Source data
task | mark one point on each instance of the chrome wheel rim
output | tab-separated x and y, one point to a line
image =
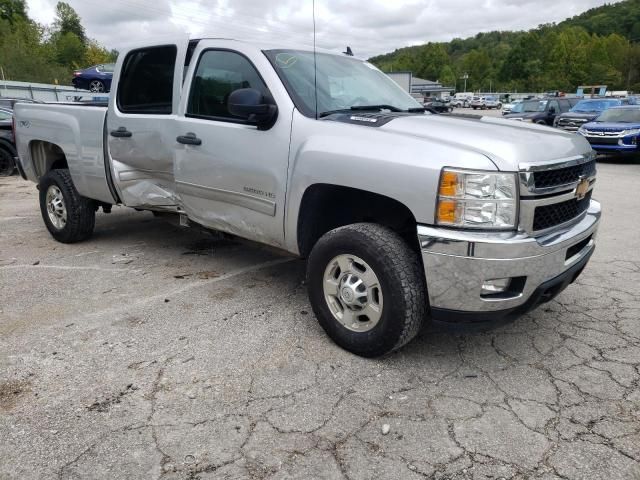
96	86
353	293
56	207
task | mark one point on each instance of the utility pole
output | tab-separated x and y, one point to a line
464	77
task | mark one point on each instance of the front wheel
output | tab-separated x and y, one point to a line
68	216
367	289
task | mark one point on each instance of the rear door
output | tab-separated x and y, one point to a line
140	123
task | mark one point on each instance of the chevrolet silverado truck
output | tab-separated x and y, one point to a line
403	216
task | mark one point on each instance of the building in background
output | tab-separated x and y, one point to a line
419	87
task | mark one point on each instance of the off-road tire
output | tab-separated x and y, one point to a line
81	211
401	277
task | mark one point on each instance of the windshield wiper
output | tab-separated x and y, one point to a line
361	108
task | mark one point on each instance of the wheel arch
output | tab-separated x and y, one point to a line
7	145
46	156
325	207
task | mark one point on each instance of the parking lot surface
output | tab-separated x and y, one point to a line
152	351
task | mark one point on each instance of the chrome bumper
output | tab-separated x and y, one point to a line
458	263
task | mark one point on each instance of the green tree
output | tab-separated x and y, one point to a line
13	10
68	21
70	52
448	77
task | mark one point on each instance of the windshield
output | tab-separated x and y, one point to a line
530	106
620	115
343	82
595	105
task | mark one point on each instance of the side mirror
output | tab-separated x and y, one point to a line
251	105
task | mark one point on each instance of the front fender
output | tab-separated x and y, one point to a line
404	168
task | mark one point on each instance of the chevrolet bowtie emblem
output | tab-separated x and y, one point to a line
582	189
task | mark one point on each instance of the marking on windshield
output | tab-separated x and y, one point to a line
286	60
364	119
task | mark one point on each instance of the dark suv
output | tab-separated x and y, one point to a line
542	111
586	111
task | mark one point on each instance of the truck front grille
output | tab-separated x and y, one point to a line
548	216
602	140
563	176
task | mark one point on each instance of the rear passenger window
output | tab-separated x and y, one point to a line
219	73
146	82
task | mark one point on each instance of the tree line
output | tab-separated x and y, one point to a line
601	46
31	52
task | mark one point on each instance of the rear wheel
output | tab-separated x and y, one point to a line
367	289
7	164
69	217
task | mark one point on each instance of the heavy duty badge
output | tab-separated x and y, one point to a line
582	188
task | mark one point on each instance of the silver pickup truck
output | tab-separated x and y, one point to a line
403	216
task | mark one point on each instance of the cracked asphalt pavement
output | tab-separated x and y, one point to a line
152	351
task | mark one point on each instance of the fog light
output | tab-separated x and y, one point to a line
498	285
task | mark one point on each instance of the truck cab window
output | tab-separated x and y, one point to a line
219	73
146	83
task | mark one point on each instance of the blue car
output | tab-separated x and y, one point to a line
95	79
616	130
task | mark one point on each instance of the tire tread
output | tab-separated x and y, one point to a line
80	210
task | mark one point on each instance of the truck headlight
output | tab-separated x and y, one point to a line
477	199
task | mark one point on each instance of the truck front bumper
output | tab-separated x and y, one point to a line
461	266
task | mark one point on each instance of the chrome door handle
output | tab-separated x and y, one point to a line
121	132
189	139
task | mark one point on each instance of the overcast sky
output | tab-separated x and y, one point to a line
370	27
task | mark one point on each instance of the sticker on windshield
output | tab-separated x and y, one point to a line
286	60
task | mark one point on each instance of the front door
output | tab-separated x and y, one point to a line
234	180
140	123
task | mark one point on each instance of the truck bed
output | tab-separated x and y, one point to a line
78	130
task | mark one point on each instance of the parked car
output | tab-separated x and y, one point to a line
7	142
542	111
460	230
9	102
616	130
585	111
462	100
485	102
438	106
95	79
507	107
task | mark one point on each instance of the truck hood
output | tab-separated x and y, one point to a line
525	115
506	143
579	115
611	126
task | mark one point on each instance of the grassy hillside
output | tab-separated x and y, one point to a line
599	46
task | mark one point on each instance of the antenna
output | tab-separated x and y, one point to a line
315	65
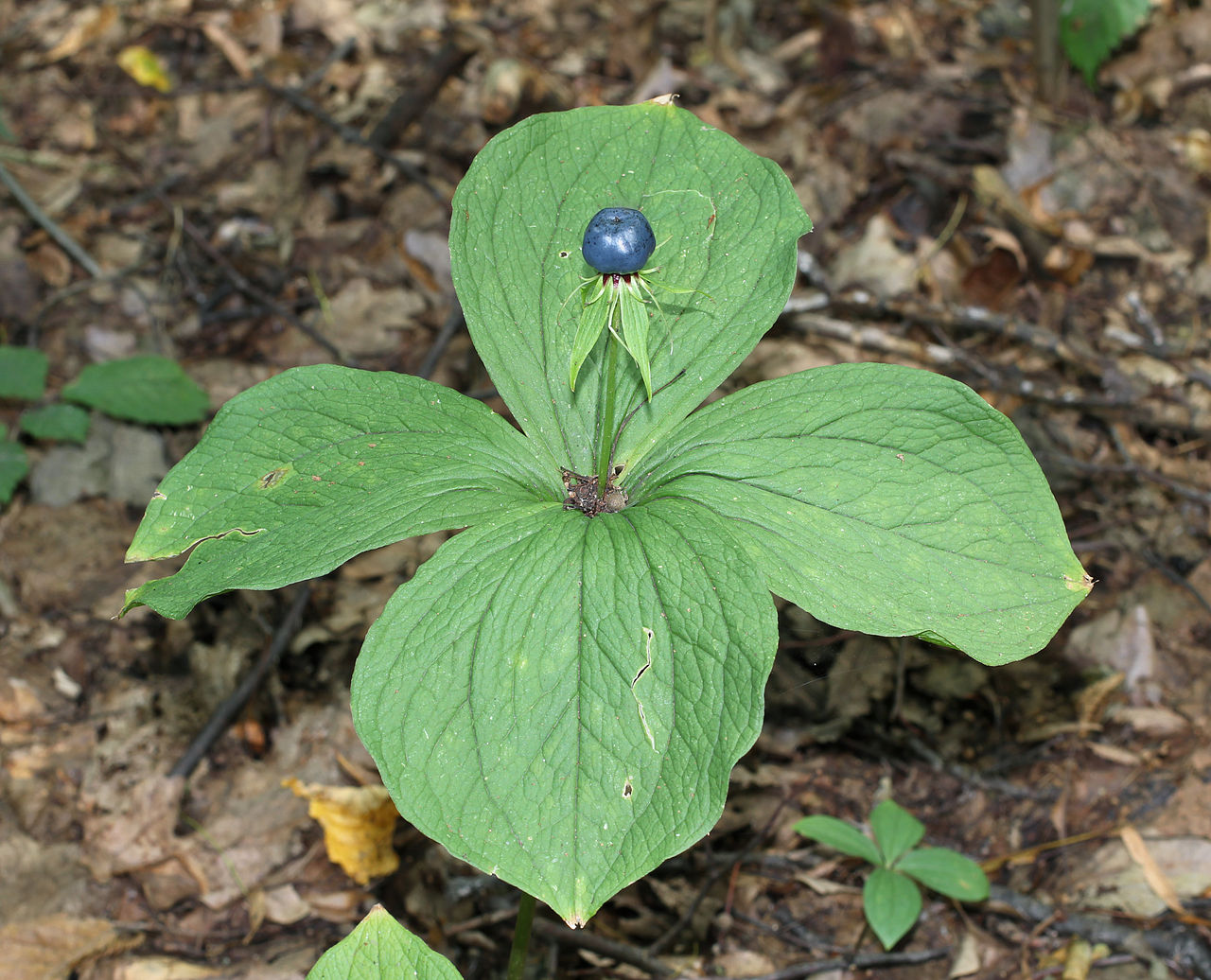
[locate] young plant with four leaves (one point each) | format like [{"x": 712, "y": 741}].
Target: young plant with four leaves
[
  {"x": 149, "y": 389},
  {"x": 891, "y": 897},
  {"x": 560, "y": 693}
]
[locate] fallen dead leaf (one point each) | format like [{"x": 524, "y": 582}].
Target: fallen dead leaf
[
  {"x": 358, "y": 825},
  {"x": 53, "y": 946}
]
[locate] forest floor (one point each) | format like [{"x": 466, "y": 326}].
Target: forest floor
[{"x": 285, "y": 200}]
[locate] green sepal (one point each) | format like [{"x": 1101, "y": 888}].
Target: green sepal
[
  {"x": 592, "y": 321},
  {"x": 635, "y": 331}
]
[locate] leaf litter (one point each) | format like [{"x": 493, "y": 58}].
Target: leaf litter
[{"x": 1056, "y": 260}]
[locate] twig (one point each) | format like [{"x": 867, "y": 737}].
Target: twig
[
  {"x": 1179, "y": 944},
  {"x": 254, "y": 292},
  {"x": 860, "y": 962},
  {"x": 454, "y": 323},
  {"x": 65, "y": 241},
  {"x": 349, "y": 134},
  {"x": 665, "y": 940},
  {"x": 338, "y": 53},
  {"x": 593, "y": 942},
  {"x": 234, "y": 703},
  {"x": 411, "y": 104}
]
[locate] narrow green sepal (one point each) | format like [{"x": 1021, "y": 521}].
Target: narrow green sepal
[
  {"x": 592, "y": 323},
  {"x": 635, "y": 332}
]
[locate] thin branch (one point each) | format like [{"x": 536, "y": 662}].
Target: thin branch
[
  {"x": 65, "y": 241},
  {"x": 234, "y": 703},
  {"x": 597, "y": 944},
  {"x": 350, "y": 134}
]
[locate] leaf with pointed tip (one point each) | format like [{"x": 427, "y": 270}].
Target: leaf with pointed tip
[
  {"x": 947, "y": 872},
  {"x": 727, "y": 223},
  {"x": 891, "y": 903},
  {"x": 380, "y": 949},
  {"x": 895, "y": 830},
  {"x": 885, "y": 499},
  {"x": 839, "y": 836},
  {"x": 148, "y": 389},
  {"x": 560, "y": 699},
  {"x": 318, "y": 464}
]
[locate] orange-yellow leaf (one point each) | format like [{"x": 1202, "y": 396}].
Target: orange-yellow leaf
[
  {"x": 146, "y": 67},
  {"x": 358, "y": 825}
]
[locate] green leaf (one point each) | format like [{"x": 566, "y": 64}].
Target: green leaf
[
  {"x": 380, "y": 949},
  {"x": 560, "y": 699},
  {"x": 895, "y": 830},
  {"x": 315, "y": 465},
  {"x": 67, "y": 423},
  {"x": 885, "y": 499},
  {"x": 946, "y": 872},
  {"x": 1091, "y": 29},
  {"x": 726, "y": 220},
  {"x": 152, "y": 390},
  {"x": 893, "y": 905},
  {"x": 13, "y": 466},
  {"x": 22, "y": 374},
  {"x": 839, "y": 836}
]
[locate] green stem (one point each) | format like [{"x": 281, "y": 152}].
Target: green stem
[
  {"x": 604, "y": 458},
  {"x": 521, "y": 937}
]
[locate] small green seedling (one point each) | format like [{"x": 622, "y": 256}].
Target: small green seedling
[
  {"x": 1091, "y": 29},
  {"x": 891, "y": 895},
  {"x": 151, "y": 390}
]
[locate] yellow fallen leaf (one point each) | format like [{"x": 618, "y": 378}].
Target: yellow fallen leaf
[
  {"x": 146, "y": 67},
  {"x": 358, "y": 825}
]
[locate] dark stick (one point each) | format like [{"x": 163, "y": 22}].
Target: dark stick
[
  {"x": 453, "y": 324},
  {"x": 235, "y": 702},
  {"x": 861, "y": 962},
  {"x": 1177, "y": 942},
  {"x": 410, "y": 106},
  {"x": 349, "y": 134},
  {"x": 619, "y": 951},
  {"x": 254, "y": 292}
]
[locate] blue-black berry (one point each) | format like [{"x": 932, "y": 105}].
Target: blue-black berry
[{"x": 618, "y": 241}]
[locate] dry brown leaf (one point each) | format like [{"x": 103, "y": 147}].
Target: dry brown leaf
[
  {"x": 89, "y": 26},
  {"x": 1155, "y": 877},
  {"x": 51, "y": 948}
]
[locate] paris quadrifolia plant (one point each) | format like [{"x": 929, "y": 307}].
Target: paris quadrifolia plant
[
  {"x": 891, "y": 894},
  {"x": 560, "y": 693}
]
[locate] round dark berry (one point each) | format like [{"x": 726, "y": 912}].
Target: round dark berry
[{"x": 618, "y": 241}]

> [Required work]: Reproduce the records above from their first line to the line bearing "task | mark one point on each instance of the marking", both ends included, leaving every picture out.

> [Task response]:
task | mark one point on each instance of the chrome wheel rim
output | tab-separated x and y, one point to a line
image =
96	86
353	293
56	207
task | mark one point on each instance of the utility pole
output | tab-separated x and y, one point to a line
464	77
task | mark one point on each instance of the front wheel
output | tab-separated x and y, one point to a line
68	216
367	289
task | mark one point on each instance of the rear door
output | tab-separated x and y, one point to a line
140	123
task | mark one point on each instance of the chevrolet silverado truck
output | tab-separated x and y, one point to a line
403	216
task | mark one point on each instance of the building in background
output | tab-separated x and y, one point to a line
419	87
task | mark one point on each instance of the off-road tire
output | tab-separated x and y, one point to a line
81	211
401	277
task | mark one point on each instance of the windshield wiper
output | tab-separated x and y, one point to a line
361	108
task | mark one point on each instance of the wheel arch
output | tab-separated x and y, one point to a line
7	145
46	156
325	207
task | mark one point on each instance of the parking lot surface
output | tab-separated x and y, one point to a line
152	351
task | mark one point on each instance of the chrome bumper
output | tab-separated x and y, one point to a line
458	263
task | mark one point on each instance of the green tree
output | tab-separated x and y, one point to a line
13	10
68	21
70	52
448	77
task | mark one point on each instance of the windshield
output | tab-separated x and y, one point to a line
530	106
620	115
343	82
595	105
task | mark one point on each instance of the side mirror
output | tab-separated x and y, one point to a line
251	105
task | mark one point on each instance of the front fender
output | tab-separated x and y, one point to a line
404	168
task | mark one point on each instance of the chevrolet bowtie emblem
output | tab-separated x and y, one point to a line
582	189
task | mark one point on each instance of the marking on windshield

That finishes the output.